AIM OF THE TASK: Copy the records below exactly.

[Stored items from a collection]
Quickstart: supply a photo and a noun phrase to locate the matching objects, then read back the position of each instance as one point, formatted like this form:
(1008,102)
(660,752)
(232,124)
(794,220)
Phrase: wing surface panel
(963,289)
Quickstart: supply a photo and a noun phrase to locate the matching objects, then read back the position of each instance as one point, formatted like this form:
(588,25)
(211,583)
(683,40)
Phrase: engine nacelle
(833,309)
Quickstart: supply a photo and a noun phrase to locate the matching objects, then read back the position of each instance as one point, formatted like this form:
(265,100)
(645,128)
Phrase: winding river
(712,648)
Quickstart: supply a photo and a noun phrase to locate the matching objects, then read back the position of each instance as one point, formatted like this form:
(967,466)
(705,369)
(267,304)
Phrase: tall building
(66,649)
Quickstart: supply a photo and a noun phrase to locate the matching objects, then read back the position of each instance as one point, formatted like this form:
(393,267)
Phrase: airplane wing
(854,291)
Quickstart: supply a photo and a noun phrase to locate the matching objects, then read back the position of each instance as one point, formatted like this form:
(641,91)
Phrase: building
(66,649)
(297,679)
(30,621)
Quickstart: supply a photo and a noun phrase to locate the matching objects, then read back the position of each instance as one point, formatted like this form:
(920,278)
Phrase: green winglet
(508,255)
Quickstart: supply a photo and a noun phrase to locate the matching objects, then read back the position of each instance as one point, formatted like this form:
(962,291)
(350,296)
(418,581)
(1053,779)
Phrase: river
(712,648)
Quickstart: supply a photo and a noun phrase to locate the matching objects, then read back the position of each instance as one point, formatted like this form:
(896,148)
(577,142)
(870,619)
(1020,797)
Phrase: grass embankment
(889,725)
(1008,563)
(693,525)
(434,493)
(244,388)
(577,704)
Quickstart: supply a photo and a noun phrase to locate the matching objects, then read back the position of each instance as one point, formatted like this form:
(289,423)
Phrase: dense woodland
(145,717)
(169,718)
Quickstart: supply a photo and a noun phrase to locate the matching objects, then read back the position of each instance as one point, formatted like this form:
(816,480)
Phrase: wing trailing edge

RESULT FOR THIS TASK:
Quickstart: supply a photo and a noun phrase to locate the matching objects, then read back the position of each instance as one point, formatted like this form:
(1008,102)
(660,752)
(232,124)
(794,220)
Phrase: wing surface panel
(963,289)
Quickstart: supply a photo and a noun phrase to locate the matching objects, then read back the position of each instance as one point, formatted like this form:
(588,25)
(211,583)
(683,40)
Phrase: engine nacelle
(833,309)
Quickstart: supply a photo and a noun phrase to locate the matching objects, then read back the position of each instance as one point, formatted like this form:
(265,100)
(645,128)
Phrase: winding river
(712,648)
Quickstart: supply a photo and a noun phrase to locate the matching objects, then read back the position of each instance as one point, formatted like this form:
(967,466)
(705,369)
(267,304)
Phrase: tall building
(66,649)
Quickstart: supply a photo and a noun phrase to locate the matching objects, then read back the position of each instance as one point, formatted like this form:
(393,267)
Phrase: airplane wing
(854,291)
Quickstart: supply a photo and a noun phrase to locate the matching objects, then read back the position of each instance as one point, formatted like this form:
(641,91)
Phrase: building
(66,649)
(297,679)
(30,621)
Quickstart: supply a photo and a noun phrase to locate the matching objects, then read back the position of each instance as one point, formatted like this form:
(920,278)
Phrase: green winglet
(508,255)
Quickstart: supply a photo and a noun phrase to locate the matching objects, then read back the position of each instance as one point, formatted like this form:
(962,291)
(350,296)
(418,581)
(1053,779)
Phrase: river
(712,648)
Quickstart: supply a photo and a noun phrase to locate the matching objects, then read back the position of each instance as one point, formatted like this form:
(896,148)
(577,142)
(870,619)
(1020,797)
Phrase: grass embankment
(889,725)
(1008,563)
(693,525)
(434,493)
(244,388)
(577,704)
Quickstart: supply a photo and a noun phrase to locate the matching objects, then read back the position of each instance as one point, formatted like this form:
(289,423)
Phrase: dense woodland
(145,717)
(169,718)
Quickstart: supply a photo and a noun phrase to locate the matching objects, then read back the position of each instance as one point, formatted like this form:
(816,480)
Phrase: wing trailing edge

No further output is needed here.